— START OF AVAILABLE RECORDS —

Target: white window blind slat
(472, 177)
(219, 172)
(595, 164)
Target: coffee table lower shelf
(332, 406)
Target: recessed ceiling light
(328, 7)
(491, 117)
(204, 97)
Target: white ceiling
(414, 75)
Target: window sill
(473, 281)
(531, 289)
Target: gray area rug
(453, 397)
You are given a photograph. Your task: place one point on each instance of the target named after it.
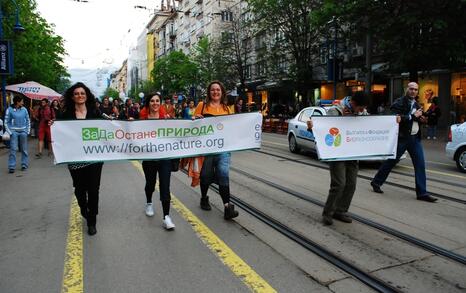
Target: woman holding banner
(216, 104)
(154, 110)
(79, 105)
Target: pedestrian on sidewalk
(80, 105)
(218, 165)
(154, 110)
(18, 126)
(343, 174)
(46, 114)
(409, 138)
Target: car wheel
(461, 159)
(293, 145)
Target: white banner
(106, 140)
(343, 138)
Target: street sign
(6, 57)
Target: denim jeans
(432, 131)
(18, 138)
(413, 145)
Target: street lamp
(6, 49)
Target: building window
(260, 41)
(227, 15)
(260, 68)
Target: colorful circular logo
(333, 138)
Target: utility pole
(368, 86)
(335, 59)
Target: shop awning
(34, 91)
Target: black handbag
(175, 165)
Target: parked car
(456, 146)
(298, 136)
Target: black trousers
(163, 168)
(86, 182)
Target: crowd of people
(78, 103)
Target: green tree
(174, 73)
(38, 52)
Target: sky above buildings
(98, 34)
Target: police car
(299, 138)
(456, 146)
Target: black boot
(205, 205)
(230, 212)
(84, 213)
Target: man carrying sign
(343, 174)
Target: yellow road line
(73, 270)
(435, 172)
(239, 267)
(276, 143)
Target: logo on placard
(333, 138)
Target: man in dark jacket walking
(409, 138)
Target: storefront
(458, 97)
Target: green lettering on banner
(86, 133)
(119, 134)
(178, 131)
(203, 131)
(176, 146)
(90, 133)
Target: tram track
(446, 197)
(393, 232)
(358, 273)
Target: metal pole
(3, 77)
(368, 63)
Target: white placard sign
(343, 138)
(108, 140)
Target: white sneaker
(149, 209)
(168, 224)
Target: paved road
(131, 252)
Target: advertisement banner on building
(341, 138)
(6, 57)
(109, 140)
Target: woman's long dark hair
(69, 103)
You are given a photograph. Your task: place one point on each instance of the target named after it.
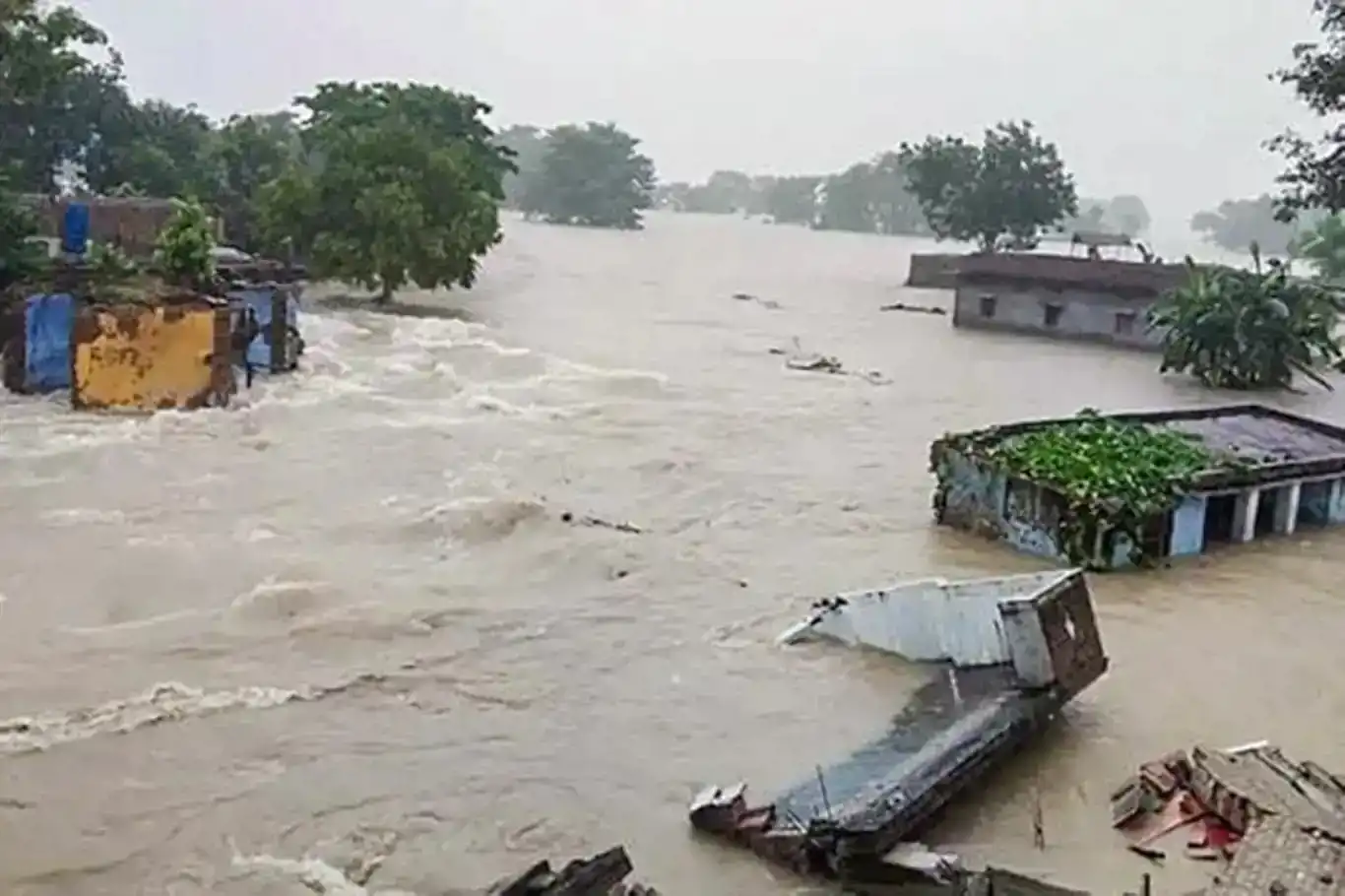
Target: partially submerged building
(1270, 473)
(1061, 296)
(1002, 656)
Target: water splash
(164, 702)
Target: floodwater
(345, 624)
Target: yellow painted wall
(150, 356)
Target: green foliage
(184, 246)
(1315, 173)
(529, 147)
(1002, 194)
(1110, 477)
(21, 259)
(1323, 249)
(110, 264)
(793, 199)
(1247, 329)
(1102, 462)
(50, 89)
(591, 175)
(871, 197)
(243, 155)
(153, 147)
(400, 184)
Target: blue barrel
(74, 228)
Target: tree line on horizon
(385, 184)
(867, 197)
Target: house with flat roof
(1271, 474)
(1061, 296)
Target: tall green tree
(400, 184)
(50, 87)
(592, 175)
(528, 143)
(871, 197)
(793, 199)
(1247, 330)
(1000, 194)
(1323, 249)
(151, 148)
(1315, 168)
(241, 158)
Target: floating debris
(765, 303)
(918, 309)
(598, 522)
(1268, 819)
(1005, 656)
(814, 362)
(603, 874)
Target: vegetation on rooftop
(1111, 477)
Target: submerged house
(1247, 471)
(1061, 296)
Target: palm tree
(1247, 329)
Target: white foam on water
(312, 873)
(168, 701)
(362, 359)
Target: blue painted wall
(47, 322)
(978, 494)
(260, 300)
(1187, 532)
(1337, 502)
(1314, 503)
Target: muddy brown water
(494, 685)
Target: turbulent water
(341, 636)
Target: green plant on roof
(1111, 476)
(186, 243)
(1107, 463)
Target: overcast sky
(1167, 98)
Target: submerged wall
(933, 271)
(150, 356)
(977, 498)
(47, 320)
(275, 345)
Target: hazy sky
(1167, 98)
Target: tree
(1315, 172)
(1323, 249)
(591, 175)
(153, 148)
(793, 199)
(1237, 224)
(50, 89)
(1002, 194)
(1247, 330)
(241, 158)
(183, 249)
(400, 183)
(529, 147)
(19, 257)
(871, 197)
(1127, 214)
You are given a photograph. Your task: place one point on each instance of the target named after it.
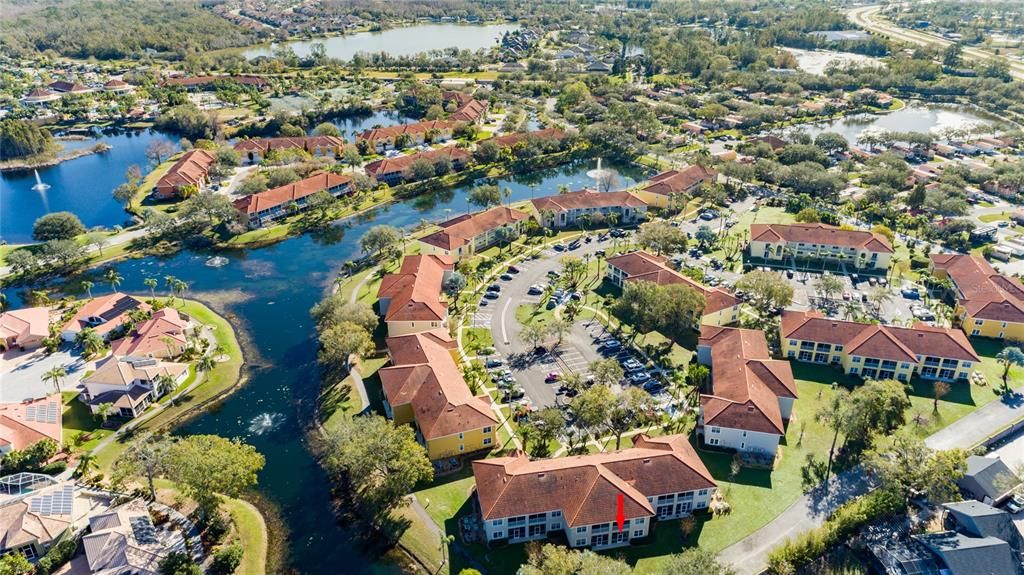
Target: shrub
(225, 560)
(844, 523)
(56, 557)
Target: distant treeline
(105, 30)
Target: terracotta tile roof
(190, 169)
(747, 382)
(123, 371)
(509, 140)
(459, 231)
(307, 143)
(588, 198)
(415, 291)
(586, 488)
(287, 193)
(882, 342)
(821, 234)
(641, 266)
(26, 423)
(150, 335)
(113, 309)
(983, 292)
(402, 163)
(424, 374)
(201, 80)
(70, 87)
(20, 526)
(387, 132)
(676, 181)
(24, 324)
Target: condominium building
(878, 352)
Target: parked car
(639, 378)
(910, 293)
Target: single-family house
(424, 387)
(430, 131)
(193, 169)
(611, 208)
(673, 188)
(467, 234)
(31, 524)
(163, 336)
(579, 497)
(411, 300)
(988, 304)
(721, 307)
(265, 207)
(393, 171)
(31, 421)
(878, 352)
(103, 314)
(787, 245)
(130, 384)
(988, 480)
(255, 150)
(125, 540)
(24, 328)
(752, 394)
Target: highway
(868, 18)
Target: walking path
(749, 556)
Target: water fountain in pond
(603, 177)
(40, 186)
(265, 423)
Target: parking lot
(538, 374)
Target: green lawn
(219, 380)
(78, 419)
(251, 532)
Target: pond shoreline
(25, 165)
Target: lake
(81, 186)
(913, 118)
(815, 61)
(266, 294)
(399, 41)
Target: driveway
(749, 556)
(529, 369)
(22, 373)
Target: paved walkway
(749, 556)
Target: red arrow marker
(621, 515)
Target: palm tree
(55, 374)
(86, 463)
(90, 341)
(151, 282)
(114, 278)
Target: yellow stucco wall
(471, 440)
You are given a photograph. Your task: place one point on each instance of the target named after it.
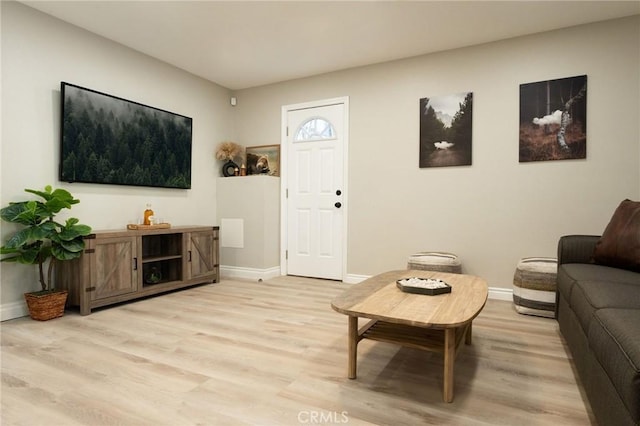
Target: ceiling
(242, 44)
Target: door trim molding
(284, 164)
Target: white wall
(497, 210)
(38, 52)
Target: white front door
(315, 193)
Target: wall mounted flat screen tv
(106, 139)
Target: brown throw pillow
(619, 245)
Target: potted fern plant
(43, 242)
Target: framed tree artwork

— END OF AVAILABLE RECORDS —

> GOAL OF THE EXERCISE: Rewrite the lines above as a JSON list of strings, one string per line, with blank lines and the pictures left out.

> EXERCISE OUTPUT:
[
  "Target: white window blind slat",
  "(472, 177)",
  "(219, 172)",
  "(595, 164)",
  "Target: coffee table lower shelf",
  "(332, 406)",
  "Target: recessed ceiling light",
  "(328, 7)",
  "(491, 117)",
  "(204, 97)",
  "Target: white ceiling",
  "(414, 75)",
  "Target: window sill",
  "(473, 281)",
  "(531, 289)",
  "Target: gray area rug",
  "(453, 397)",
  "You are given a photograph. Your task: place one point on each instance of the target named after it.",
  "Target: woman holding banner",
  "(216, 104)",
  "(154, 110)",
  "(79, 105)",
  "Target: pedestrian on sidewalk",
  "(80, 105)",
  "(218, 165)",
  "(154, 110)",
  "(18, 126)",
  "(343, 174)",
  "(46, 114)",
  "(409, 138)",
  "Target: car wheel",
  "(461, 159)",
  "(293, 145)",
  "Target: white banner",
  "(106, 140)",
  "(343, 138)",
  "Target: street sign",
  "(6, 57)",
  "Target: denim jeans",
  "(432, 131)",
  "(18, 138)",
  "(413, 145)",
  "Target: street lamp",
  "(6, 49)",
  "Target: building window",
  "(260, 41)",
  "(227, 15)",
  "(260, 68)",
  "Target: colorful circular logo",
  "(333, 138)",
  "Target: utility pole",
  "(368, 86)",
  "(335, 59)",
  "Target: shop awning",
  "(34, 91)",
  "Target: black handbag",
  "(175, 165)",
  "Target: parked car",
  "(456, 146)",
  "(298, 136)",
  "Target: black trousers",
  "(163, 168)",
  "(86, 182)",
  "Target: crowd of people",
  "(78, 103)",
  "Target: green tree",
  "(174, 73)",
  "(38, 52)",
  "Target: sky above buildings",
  "(98, 34)",
  "Target: police car",
  "(299, 138)",
  "(456, 146)",
  "Target: black boot",
  "(205, 205)",
  "(230, 212)",
  "(84, 213)",
  "Target: man carrying sign",
  "(343, 174)",
  "Target: yellow road line",
  "(73, 270)",
  "(435, 172)",
  "(239, 267)",
  "(276, 143)",
  "Target: logo on placard",
  "(333, 138)",
  "Target: man in dark jacket walking",
  "(409, 138)",
  "Target: storefront",
  "(458, 97)",
  "Target: green lettering on banner",
  "(86, 133)",
  "(119, 134)",
  "(178, 131)",
  "(203, 131)",
  "(176, 146)",
  "(90, 133)",
  "Target: tram track",
  "(446, 197)",
  "(393, 232)",
  "(358, 273)",
  "Target: metal pole",
  "(3, 77)",
  "(368, 63)",
  "Target: white placard sign",
  "(343, 138)",
  "(108, 140)",
  "Target: white sneaker",
  "(149, 209)",
  "(168, 224)",
  "Target: paved road",
  "(131, 252)",
  "Target: advertisement banner on building",
  "(341, 138)",
  "(6, 57)",
  "(109, 140)",
  "Target: woman's long dark hair",
  "(69, 103)",
  "You are given a photograph. Your task: place one point on each instance of the target named after it.",
  "Target: partially submerged building",
  "(1270, 473)",
  "(1061, 296)",
  "(1002, 656)",
  "Target: water splash",
  "(164, 702)",
  "Target: floodwater",
  "(345, 624)",
  "Target: yellow painted wall",
  "(150, 356)",
  "Target: green foliage",
  "(184, 246)",
  "(1315, 173)",
  "(529, 147)",
  "(1002, 194)",
  "(1110, 477)",
  "(21, 259)",
  "(1323, 249)",
  "(110, 264)",
  "(793, 199)",
  "(1247, 329)",
  "(1102, 462)",
  "(50, 89)",
  "(591, 175)",
  "(871, 197)",
  "(243, 155)",
  "(153, 147)",
  "(400, 184)",
  "Target: blue barrel",
  "(74, 228)",
  "Target: tree line on horizon",
  "(385, 184)",
  "(867, 197)",
  "Target: house with flat roof",
  "(1271, 474)",
  "(1061, 296)",
  "Target: tall green tree",
  "(400, 184)",
  "(50, 87)",
  "(592, 175)",
  "(528, 143)",
  "(871, 197)",
  "(793, 199)",
  "(1247, 330)",
  "(1000, 194)",
  "(1323, 249)",
  "(151, 148)",
  "(1315, 168)",
  "(241, 158)",
  "Target: floating debris",
  "(765, 303)",
  "(918, 309)",
  "(598, 522)",
  "(1268, 819)",
  "(1005, 656)",
  "(814, 362)",
  "(603, 874)",
  "Target: vegetation on rooftop",
  "(1111, 477)",
  "Target: submerged house",
  "(1247, 471)",
  "(1061, 296)",
  "Target: palm tree",
  "(1247, 329)",
  "Target: white foam on water",
  "(312, 873)",
  "(168, 701)",
  "(362, 359)",
  "Target: blue painted wall",
  "(47, 322)",
  "(978, 494)",
  "(260, 300)",
  "(1187, 532)",
  "(1337, 502)",
  "(1314, 503)",
  "Target: muddy brown water",
  "(494, 685)",
  "Target: turbulent water",
  "(341, 636)",
  "Target: green plant on roof",
  "(1111, 476)",
  "(186, 243)",
  "(1107, 463)",
  "Target: overcast sky",
  "(1167, 98)",
  "Target: submerged wall",
  "(933, 271)",
  "(150, 356)",
  "(977, 498)",
  "(47, 320)",
  "(275, 345)",
  "Target: hazy sky",
  "(1167, 98)",
  "Target: tree",
  "(1315, 172)",
  "(1323, 249)",
  "(591, 175)",
  "(153, 148)",
  "(793, 199)",
  "(1237, 224)",
  "(50, 89)",
  "(1002, 194)",
  "(1247, 330)",
  "(241, 158)",
  "(183, 249)",
  "(400, 183)",
  "(529, 147)",
  "(19, 257)",
  "(871, 197)",
  "(1127, 214)",
  "You are given a photograph. Your task: place one point on each instance of the target named after it.",
  "Target: shrub",
  "(225, 560)",
  "(844, 523)",
  "(56, 557)",
  "Target: distant treeline",
  "(105, 30)",
  "Target: terracotta tile roof",
  "(190, 169)",
  "(747, 382)",
  "(123, 371)",
  "(509, 140)",
  "(459, 231)",
  "(307, 143)",
  "(588, 198)",
  "(415, 291)",
  "(586, 488)",
  "(287, 193)",
  "(882, 342)",
  "(821, 234)",
  "(641, 266)",
  "(26, 423)",
  "(150, 335)",
  "(113, 309)",
  "(983, 292)",
  "(402, 163)",
  "(424, 374)",
  "(201, 80)",
  "(70, 87)",
  "(20, 526)",
  "(387, 132)",
  "(676, 181)",
  "(24, 324)",
  "Target: condominium building",
  "(878, 352)",
  "Target: parked car",
  "(639, 378)",
  "(910, 293)",
  "Target: single-family house",
  "(424, 387)",
  "(430, 131)",
  "(193, 169)",
  "(611, 208)",
  "(673, 188)",
  "(467, 234)",
  "(31, 524)",
  "(163, 336)",
  "(579, 497)",
  "(411, 300)",
  "(988, 304)",
  "(721, 307)",
  "(265, 207)",
  "(393, 171)",
  "(31, 421)",
  "(878, 352)",
  "(103, 314)",
  "(787, 245)",
  "(130, 384)",
  "(988, 480)",
  "(255, 150)",
  "(125, 540)",
  "(24, 328)",
  "(752, 394)",
  "Target: highway",
  "(868, 18)",
  "Target: walking path",
  "(749, 556)",
  "Target: water fountain in pond",
  "(603, 177)",
  "(40, 186)",
  "(265, 423)",
  "Target: parking lot",
  "(538, 374)",
  "Target: green lawn",
  "(219, 380)",
  "(78, 419)",
  "(251, 532)",
  "Target: pond shoreline",
  "(25, 165)",
  "Target: lake",
  "(81, 186)",
  "(913, 118)",
  "(815, 61)",
  "(266, 294)",
  "(399, 41)",
  "Target: driveway",
  "(749, 556)",
  "(529, 369)",
  "(22, 373)",
  "Target: paved walkway",
  "(749, 556)",
  "Target: red arrow marker",
  "(621, 515)",
  "Target: palm tree",
  "(55, 374)",
  "(86, 463)",
  "(90, 341)",
  "(151, 282)",
  "(114, 278)",
  "Target: yellow stucco wall",
  "(471, 440)",
  "You are given a photograph. Your task: place one point on each instance of the target named after it.",
  "Target: ceiling",
  "(242, 44)",
  "Target: door trim molding",
  "(284, 164)",
  "Target: white wall",
  "(497, 210)",
  "(38, 52)",
  "Target: white front door",
  "(315, 193)",
  "Target: wall mounted flat screen tv",
  "(106, 139)",
  "Target: brown throw pillow",
  "(619, 245)",
  "Target: potted fern plant",
  "(43, 242)",
  "Target: framed tree artwork"
]